[Task 1] Count the lines in the records that contain the string "column", with case counting, and give only the number.

[Text excerpt]
Notice that in the name of abstraction we have made the 'less than' function user-defineable. We will use this in the heap implementation to order by size and not pointer address. Note also we have two methods of defining an ordered_array. create_ordered_array will use kmalloc() to get some space. place_ordered_array will use the given start location. As we want to put our heap in a specific place (and because kmalloc isn't yet working!) we use place_ordered_array in our heap code.

7.3.2. ordered_map.c

// ordered_array.c -- Implementation for creating, inserting and deleting
// from ordered arrays.
// Written for JamesM's kernel development tutorials.

#include "ordered_array.h"

s8int standard_lessthan_predicate(type_t a, type_t b)
{
   return (a<b)?1:0;
}

ordered_array_t create_ordered_array(u32int max_size, lessthan_predicate_t less_than)
{
   ordered_array_t to_ret;
   to_ret.array = (void*)kmalloc(max_size*sizeof(type_t));
   memset(to_ret.array, 0, max_size*sizeof(type_t));
   to_ret.size = 0;
   to_ret.max_size = max_size;
   to_ret.less_than = less_than;
   return to_ret;
}

ordered_array_t place_ordered_array(void *addr, u32int max_size, lessthan_predicate_t less_than)
{
   ordered_array_t to_ret;
   to_ret.array = (type_t*)addr;
   memset(to_ret.array, 0, max_size*sizeof(type_t));
   to_ret.size = 0;
   to_ret.max_size = max_size;
   to_ret.less_than = less_than;
   return to_ret;
}

void destroy_ordered_array(ordered_array_t *array)
{
// kfree(array->array);
}

void insert_ordered_array(type_t item, ordered_array_t *array)
{
   ASSERT(array->less_than);
   u32int iterator = 0;
   while (iterator < array->size && array->less_than(array->array[iterator], item))
       iterator++;
   if (iterator == array->size) // just add at the end of the array.
       array->array[array->size++] = item;
   else
   {
       type_t tmp = array->array[iterator];
       array->array[iterator] = item;
       while (iterator < array->size)

[Entries shown]
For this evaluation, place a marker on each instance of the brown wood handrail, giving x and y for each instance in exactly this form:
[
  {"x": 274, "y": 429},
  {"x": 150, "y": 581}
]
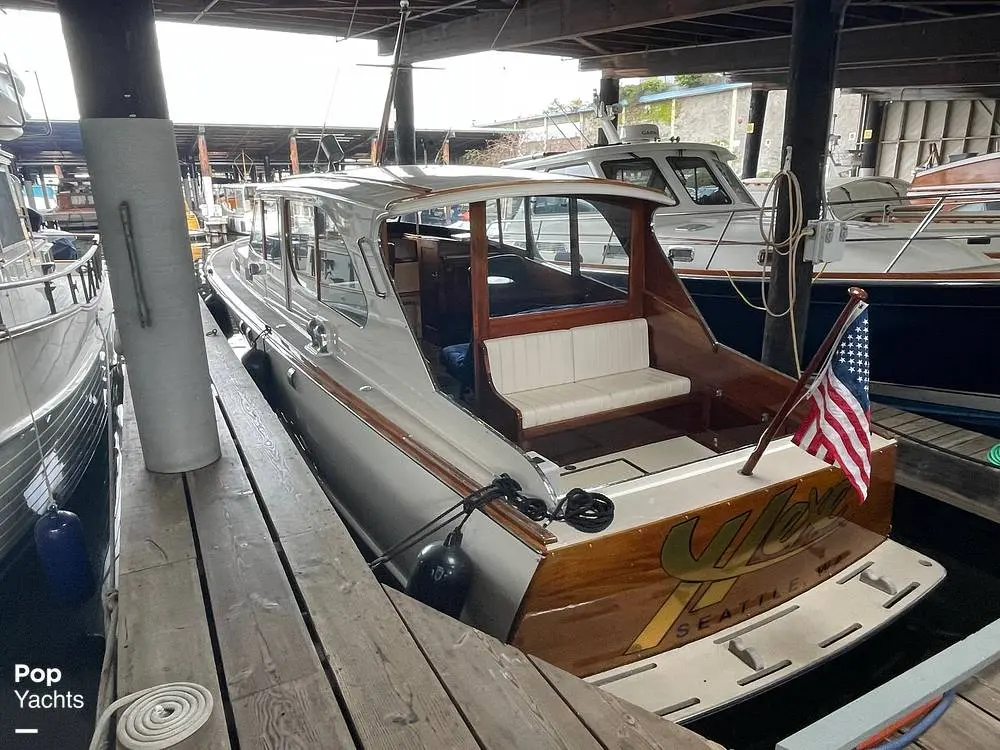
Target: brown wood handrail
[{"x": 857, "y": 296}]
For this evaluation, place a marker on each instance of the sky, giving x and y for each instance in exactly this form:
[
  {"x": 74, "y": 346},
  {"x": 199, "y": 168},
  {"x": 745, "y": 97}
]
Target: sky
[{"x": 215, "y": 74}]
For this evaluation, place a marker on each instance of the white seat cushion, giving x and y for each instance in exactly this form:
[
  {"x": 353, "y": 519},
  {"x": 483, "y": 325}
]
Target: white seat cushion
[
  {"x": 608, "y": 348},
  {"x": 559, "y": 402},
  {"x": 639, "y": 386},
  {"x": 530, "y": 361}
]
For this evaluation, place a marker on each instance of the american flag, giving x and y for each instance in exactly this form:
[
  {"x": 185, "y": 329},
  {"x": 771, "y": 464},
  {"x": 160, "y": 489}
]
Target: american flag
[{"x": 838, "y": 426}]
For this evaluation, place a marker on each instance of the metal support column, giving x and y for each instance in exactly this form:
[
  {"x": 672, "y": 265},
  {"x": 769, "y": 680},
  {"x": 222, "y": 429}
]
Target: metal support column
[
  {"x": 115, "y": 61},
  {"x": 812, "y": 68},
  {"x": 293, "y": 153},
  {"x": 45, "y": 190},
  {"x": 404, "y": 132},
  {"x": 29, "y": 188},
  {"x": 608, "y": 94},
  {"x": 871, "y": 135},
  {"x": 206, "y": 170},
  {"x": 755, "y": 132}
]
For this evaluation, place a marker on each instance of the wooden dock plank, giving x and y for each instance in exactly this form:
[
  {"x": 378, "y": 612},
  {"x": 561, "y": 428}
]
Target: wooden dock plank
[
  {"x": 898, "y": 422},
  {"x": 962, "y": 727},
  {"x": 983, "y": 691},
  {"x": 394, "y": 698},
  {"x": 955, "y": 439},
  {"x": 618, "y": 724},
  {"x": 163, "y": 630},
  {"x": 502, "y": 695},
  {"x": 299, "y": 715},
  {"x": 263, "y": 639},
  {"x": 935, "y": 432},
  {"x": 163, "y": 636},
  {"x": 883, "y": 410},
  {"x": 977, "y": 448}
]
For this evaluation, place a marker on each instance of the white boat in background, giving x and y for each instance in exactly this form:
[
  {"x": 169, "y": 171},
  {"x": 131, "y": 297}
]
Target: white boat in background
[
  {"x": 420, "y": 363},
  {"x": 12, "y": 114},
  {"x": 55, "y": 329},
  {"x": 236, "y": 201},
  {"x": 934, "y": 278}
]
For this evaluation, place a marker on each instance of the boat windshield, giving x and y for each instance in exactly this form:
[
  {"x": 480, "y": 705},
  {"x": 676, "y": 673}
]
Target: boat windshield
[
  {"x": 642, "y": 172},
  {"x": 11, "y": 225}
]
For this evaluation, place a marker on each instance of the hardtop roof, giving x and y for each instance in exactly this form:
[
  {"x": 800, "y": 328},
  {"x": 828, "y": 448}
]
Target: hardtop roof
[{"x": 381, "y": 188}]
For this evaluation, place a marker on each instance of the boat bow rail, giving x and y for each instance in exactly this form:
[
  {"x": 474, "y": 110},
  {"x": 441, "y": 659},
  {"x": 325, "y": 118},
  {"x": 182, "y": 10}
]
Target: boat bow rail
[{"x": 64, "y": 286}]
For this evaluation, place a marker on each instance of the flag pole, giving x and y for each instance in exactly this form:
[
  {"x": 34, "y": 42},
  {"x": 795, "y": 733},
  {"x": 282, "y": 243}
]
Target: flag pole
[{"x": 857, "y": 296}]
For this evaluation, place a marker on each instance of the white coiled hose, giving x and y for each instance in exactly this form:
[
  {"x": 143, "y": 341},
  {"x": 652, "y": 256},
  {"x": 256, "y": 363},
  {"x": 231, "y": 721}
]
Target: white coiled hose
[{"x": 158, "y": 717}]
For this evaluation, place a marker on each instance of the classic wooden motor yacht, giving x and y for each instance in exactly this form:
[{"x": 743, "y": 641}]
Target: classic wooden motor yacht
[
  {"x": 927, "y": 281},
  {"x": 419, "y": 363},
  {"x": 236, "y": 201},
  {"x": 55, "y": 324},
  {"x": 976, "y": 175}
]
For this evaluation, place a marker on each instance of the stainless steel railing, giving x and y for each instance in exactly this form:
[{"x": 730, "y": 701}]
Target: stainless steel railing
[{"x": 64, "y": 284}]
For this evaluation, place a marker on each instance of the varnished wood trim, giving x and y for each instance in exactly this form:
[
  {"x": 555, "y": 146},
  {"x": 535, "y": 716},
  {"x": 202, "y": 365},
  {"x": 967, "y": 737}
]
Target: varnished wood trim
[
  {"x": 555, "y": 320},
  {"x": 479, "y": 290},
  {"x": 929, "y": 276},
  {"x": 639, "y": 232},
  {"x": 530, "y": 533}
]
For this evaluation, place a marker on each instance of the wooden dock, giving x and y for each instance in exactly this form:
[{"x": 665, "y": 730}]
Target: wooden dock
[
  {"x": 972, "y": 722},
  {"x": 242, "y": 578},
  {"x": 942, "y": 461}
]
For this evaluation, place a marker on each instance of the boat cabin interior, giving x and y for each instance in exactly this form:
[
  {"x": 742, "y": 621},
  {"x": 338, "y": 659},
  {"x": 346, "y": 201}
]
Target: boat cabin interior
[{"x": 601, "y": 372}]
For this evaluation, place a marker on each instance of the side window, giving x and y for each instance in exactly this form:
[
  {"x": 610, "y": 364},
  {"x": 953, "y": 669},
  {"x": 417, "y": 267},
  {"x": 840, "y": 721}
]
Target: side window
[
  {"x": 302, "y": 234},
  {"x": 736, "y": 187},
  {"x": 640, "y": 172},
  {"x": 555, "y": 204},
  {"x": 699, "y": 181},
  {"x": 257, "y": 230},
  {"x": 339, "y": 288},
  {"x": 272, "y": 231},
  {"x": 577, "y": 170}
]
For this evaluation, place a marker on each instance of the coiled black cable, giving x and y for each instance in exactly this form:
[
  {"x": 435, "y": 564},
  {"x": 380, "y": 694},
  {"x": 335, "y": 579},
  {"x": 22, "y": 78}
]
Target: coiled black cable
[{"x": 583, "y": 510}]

* * *

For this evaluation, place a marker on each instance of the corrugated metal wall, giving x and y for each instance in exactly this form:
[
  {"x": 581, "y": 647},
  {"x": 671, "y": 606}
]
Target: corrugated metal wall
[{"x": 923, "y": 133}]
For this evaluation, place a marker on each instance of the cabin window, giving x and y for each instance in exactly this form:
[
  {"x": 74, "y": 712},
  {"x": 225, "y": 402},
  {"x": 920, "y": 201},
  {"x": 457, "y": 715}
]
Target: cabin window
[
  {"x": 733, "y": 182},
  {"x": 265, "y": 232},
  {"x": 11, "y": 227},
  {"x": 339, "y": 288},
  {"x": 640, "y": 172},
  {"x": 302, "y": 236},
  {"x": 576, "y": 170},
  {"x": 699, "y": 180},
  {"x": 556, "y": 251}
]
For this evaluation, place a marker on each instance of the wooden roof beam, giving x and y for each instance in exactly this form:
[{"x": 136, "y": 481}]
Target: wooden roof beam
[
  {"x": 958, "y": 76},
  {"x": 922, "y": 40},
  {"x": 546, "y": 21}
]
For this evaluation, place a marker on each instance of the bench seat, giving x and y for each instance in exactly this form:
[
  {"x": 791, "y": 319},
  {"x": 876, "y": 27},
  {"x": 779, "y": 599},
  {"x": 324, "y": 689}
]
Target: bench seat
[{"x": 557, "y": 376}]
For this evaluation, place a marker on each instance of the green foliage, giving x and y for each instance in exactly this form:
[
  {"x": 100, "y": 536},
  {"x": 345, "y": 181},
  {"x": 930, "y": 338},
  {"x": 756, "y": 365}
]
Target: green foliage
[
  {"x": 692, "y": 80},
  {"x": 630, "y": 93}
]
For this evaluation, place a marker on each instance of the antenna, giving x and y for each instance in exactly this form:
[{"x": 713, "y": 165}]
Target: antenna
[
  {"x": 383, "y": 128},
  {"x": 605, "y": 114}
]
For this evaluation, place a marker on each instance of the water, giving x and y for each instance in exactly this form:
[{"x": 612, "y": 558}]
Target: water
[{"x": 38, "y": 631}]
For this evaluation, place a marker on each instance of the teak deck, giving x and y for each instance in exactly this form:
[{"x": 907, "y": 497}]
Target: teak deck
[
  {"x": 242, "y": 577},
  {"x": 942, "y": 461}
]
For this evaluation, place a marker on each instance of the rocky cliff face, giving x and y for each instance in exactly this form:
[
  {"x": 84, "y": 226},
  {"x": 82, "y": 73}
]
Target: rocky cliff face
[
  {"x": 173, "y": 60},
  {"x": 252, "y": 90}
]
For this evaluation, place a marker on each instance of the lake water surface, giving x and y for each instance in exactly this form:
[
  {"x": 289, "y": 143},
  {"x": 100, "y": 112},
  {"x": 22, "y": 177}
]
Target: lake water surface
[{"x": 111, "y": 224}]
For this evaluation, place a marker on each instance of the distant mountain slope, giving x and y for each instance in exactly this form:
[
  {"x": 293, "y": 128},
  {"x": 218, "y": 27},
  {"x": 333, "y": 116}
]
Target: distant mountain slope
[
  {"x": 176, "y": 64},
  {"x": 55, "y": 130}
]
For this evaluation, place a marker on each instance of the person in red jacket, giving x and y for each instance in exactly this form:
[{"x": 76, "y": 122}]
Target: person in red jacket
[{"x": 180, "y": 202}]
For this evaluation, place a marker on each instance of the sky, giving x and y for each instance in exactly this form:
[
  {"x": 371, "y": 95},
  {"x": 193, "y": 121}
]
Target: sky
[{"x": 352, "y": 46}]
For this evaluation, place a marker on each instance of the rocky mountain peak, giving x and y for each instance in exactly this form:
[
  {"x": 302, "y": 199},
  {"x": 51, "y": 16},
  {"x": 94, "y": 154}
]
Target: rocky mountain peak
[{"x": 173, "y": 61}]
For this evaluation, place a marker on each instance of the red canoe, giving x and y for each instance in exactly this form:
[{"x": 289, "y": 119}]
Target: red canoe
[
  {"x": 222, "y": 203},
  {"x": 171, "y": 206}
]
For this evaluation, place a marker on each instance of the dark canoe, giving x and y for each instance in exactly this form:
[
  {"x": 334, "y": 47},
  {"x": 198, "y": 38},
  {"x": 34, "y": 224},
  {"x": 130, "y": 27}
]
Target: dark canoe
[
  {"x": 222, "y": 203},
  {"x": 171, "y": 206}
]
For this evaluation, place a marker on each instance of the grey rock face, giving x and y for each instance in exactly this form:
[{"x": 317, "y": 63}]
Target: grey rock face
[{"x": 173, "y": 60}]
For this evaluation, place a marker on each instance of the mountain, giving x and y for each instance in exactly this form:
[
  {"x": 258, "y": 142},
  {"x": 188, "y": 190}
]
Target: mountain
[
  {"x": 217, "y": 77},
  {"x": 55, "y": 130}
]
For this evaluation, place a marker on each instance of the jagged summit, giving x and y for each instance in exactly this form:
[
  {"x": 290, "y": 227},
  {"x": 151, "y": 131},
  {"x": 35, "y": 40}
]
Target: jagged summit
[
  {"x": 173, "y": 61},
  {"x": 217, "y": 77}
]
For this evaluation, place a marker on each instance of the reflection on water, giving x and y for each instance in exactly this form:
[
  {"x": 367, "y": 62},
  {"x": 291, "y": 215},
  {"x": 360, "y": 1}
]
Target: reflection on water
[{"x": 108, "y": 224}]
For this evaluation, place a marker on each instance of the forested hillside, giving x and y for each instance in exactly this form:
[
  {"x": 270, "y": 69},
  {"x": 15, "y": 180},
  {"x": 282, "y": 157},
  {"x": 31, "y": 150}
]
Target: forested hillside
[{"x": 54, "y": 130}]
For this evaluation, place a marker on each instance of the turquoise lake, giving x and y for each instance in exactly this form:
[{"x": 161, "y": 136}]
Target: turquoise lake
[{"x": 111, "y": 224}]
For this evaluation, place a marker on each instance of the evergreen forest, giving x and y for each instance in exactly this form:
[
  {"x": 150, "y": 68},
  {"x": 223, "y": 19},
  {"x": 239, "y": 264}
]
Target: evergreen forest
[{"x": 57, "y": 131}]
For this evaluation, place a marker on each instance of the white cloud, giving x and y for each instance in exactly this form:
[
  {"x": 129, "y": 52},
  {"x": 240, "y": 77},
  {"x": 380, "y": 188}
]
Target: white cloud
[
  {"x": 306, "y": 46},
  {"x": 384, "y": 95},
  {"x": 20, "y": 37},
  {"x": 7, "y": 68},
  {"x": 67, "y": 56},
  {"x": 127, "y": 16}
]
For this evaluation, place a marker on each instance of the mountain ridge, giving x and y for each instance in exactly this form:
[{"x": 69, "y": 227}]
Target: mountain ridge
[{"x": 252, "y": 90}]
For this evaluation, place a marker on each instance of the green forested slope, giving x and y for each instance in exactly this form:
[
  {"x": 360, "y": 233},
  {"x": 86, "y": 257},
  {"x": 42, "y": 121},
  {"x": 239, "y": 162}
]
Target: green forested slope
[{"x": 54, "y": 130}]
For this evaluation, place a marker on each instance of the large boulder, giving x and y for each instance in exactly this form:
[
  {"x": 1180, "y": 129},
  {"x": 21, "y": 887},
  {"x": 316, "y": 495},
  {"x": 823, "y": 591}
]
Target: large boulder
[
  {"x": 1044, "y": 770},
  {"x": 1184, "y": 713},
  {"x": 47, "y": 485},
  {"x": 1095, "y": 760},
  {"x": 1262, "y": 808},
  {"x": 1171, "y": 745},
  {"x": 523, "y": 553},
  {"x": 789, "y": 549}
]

...

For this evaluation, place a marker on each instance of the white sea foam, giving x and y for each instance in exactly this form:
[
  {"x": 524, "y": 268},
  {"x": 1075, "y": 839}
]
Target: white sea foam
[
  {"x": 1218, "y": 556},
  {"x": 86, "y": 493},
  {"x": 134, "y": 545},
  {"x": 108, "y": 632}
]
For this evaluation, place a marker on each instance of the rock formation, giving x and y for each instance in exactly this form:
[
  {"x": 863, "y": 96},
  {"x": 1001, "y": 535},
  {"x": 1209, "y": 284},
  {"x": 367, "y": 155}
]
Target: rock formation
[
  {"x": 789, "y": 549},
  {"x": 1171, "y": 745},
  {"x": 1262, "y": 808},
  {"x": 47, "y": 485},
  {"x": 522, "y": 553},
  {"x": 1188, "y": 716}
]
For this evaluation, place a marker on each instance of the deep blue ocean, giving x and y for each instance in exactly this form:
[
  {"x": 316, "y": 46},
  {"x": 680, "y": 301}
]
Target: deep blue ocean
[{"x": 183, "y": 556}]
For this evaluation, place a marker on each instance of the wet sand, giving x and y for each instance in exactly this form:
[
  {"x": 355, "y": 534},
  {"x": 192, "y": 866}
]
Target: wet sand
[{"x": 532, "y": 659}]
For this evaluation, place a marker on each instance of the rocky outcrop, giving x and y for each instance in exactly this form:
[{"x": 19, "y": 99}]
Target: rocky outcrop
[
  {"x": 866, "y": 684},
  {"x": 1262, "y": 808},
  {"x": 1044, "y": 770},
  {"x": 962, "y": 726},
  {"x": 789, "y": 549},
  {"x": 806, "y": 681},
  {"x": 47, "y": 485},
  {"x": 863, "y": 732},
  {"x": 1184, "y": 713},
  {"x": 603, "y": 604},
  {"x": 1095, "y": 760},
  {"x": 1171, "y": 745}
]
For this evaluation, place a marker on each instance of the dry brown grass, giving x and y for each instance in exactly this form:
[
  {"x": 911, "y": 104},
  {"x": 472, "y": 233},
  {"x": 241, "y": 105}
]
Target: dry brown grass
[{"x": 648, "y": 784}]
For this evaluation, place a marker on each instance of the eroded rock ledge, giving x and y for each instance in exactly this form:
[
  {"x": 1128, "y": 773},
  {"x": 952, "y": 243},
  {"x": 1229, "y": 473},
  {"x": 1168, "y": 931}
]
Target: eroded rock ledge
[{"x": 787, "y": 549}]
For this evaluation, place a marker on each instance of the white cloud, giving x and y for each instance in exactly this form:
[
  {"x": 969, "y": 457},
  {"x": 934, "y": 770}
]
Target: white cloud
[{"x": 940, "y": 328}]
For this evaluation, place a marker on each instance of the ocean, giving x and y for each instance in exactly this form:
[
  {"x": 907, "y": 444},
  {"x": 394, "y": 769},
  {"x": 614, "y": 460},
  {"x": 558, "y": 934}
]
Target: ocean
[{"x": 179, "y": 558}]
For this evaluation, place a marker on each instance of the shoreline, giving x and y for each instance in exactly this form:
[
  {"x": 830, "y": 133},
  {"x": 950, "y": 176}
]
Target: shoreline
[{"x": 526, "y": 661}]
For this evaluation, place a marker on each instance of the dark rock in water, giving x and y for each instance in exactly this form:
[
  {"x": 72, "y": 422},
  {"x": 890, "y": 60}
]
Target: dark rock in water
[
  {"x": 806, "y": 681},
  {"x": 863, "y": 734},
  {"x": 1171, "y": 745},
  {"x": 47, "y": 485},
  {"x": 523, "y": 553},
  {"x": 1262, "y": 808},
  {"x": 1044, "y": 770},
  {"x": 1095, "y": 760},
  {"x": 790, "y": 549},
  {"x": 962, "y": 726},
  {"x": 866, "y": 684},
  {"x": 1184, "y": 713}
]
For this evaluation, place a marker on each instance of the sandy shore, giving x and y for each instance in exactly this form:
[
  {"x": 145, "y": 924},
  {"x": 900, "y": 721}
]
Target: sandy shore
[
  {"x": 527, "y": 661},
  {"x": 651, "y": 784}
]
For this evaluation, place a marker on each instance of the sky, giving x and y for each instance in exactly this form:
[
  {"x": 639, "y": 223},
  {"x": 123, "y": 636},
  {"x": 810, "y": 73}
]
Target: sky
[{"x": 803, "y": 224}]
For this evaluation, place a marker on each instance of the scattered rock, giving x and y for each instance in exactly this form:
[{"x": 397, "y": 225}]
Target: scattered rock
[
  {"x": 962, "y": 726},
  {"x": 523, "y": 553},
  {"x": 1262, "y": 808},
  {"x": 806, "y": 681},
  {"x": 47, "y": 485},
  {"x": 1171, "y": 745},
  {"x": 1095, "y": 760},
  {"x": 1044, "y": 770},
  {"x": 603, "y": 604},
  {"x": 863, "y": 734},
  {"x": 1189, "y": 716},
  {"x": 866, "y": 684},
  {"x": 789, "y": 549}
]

[Task 2] In the ordered-array excerpt above, why does the heap code use place_ordered_array instead of create_ordered_array? Answer in one to three sentences.

[Expected answer 1] 2

[Expected answer 2] The heap needs to go in a specific place, and place_ordered_array uses the given start location. create_ordered_array gets its space from kmalloc(), which isn't working yet.